Copy out the lines below word for word, leaving out the pictures.

-- Data provided start --

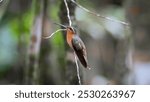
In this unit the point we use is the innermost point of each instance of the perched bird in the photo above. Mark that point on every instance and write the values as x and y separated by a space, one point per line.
77 45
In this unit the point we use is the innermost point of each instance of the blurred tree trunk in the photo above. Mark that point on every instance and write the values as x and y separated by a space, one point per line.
70 71
33 69
44 59
113 56
138 14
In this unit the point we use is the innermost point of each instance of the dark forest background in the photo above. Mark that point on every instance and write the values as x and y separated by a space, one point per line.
117 53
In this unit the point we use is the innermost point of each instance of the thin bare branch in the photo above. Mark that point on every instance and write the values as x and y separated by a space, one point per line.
98 15
78 73
68 13
54 33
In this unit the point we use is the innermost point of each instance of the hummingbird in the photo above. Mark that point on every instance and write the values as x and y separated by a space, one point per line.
75 42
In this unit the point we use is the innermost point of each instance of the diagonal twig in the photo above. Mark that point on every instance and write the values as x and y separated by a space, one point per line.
68 13
98 15
78 73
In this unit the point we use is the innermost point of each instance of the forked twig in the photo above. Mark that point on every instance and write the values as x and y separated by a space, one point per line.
98 15
54 33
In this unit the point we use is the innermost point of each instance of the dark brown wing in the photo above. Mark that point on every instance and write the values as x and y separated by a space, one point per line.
80 50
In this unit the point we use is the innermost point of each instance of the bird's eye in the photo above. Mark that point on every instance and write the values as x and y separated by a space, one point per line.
70 28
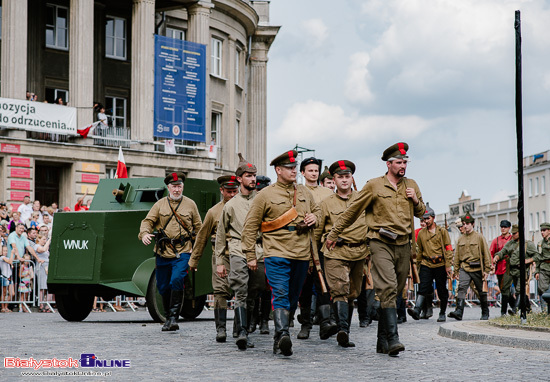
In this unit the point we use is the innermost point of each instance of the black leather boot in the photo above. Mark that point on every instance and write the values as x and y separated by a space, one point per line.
305 317
220 317
327 328
342 312
418 305
459 311
484 306
176 301
442 309
429 306
390 319
382 340
282 341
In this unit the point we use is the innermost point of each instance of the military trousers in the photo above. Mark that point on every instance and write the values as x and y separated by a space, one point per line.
464 279
344 278
427 277
246 284
390 268
286 278
171 272
220 285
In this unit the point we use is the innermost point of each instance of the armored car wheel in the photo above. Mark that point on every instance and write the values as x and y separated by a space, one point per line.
154 301
76 305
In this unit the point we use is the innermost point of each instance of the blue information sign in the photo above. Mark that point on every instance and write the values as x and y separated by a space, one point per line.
180 89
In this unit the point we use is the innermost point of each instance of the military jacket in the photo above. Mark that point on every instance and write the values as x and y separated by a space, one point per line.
434 246
542 256
230 227
208 231
270 204
510 252
319 193
472 248
161 213
331 209
385 207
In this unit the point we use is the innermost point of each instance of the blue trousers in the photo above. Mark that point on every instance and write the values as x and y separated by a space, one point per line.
171 272
286 278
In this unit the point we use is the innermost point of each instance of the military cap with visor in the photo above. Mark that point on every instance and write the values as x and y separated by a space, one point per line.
175 178
286 159
228 181
396 151
311 160
342 167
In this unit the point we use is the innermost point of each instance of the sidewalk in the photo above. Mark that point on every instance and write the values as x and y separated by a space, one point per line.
484 333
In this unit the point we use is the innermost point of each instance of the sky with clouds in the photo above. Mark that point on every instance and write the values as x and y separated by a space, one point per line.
349 78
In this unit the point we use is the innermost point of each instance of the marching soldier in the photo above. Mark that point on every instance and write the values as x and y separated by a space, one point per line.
310 168
176 219
246 283
228 188
435 254
285 213
472 262
542 260
344 263
390 202
510 253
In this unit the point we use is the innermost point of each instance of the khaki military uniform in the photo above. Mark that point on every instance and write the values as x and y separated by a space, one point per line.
344 264
220 285
246 284
388 208
542 261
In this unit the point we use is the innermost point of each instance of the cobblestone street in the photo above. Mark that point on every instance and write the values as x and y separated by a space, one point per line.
192 353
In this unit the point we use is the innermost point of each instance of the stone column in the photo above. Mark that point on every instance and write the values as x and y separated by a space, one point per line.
81 60
143 70
14 49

-- Data provided end --

Answer to this task:
In this unit the point we use is the innermost point of each instance of the perched bird in the photo above. Mark that point on every instance and write the values as x and y separated by a space, one point per line.
77 45
In this unit the point we use is the innermost point of each instance of the blurred tree trunk in the photo above. Mark that point on every instance and write the values as x and y separated by a space, one point per line.
70 71
33 69
44 59
113 56
138 14
In this unit the point we use is the innermost point of each instance of the dark forest background in the photo above. Mark that point on every instance and write the values as x and y separated by a space, one point per line.
117 53
In this unit the point we use is the innermost point of each instance of the thin bare branch in the photo above. Mark that point on every instance and write the values as x and y separated by a space, one point per line.
98 15
78 73
68 13
54 33
In this unit the point we use is the innermost point of each instance of the hummingbird in the photo above. Mark that point on every instance and write the values as x and y separated by a space, one point per line.
75 42
In this unit the point we use is the innermost point of each instance of the diagonal twig in the photo above. Mark that point on every instance and write the values as x and y separated by a space, one point per line.
68 13
98 15
78 73
In this unit the point we use is the innermost point of each instance of the forked twig in the photo above. Mark that point on every instance and write the values as x and y separated by a space, one point per line.
98 15
54 33
In this unit the point we use is the innermost point of each instance of the dark brown wing in the photo above. Mark that point on every instance and write the values as x and y separated by a space, one point per line.
80 50
In this unit the point we use is the innermost point of each instance of the bird's eye in the photo above. Mark that point on every instance and write the values as x and y separated by a space, one point per line.
70 28
In this unit the point we use is the innermost point of each instance of the black leather boot in the photo above. Mark that point on every instance and write the values as x and y separated by a space, one point per line.
305 317
220 317
327 328
342 312
418 305
459 311
484 306
176 301
442 309
429 306
390 319
382 340
282 341
In this unit the point we use is the innermost point of each instance of the military trousers in the photo above. Mark that point on every instance and write the values as x and y separated by a space, one point per line.
464 279
344 278
427 277
246 284
390 268
286 278
171 272
220 285
In this unit the point we use is the innermost point of each instance of the armored car wheel in the photo above. Mark that point on every instance and write the values as x and y separated by a space, one point per line.
154 301
76 305
In this unit the point we use is the innermost point of each instance of the blue information sign in the photo above. Mark that point on every instance and write the values as x and y separated by a space, one point per line.
180 89
In this unit the point we use is the innermost point of each instance of the military jacket in the photo above. Mark that point on every instance and write the values as x and y separated by a space, one point per line.
434 246
542 256
230 227
208 231
270 204
510 252
319 193
472 248
161 213
331 209
385 207
In this unit the point we use is the innermost point of each instance of the blue trousers in the photo above. Mark that point on every instance and write the values as x and y separated by a space, one point per line.
171 272
286 278
In this unit the point we use is the innermost point of each instance of the military cap with visor in the photo above. Mark that point on every instance and write the values as x and y separated by a space, one point per line.
175 178
286 159
228 181
396 151
311 160
342 167
In this unit the point we use is the innermost point of each instance of the sidewalk in the photo above. Mark that point on every instance and write the values as x and y separated by a space, one point per line.
484 333
In this unit the point we use is the innermost point of each instance of the sky with clouds in the photo above. Mark that point on every instance and write the values as x and y separated by a space, one point per line.
349 78
In this unit the point we use is the innermost point of each instance of the marching soldier in the photo above. Mark that point on every instance and write the values as x and y separated by a space, one point per line.
310 168
176 219
246 283
228 188
435 254
285 213
472 262
542 260
344 263
390 202
510 253
In this unit the point we use is the innermost point of each instance of the khaki military uniform in the photo above. Mark that point on every instance and write the values as x and y separated by a space, one point per line.
344 264
220 285
246 284
388 208
542 261
In this unit the point we use is the innermost point of each instance of the cobblestone street in the photo above. Mark that point on every instance and write the values as x and y separated by a space, one point per line.
192 353
In this unit the point we use is the innermost point of each instance of the stone column in the photo above. Mark that point on every instance and write the values as x and y separated by a space, one point per line.
81 60
143 70
14 49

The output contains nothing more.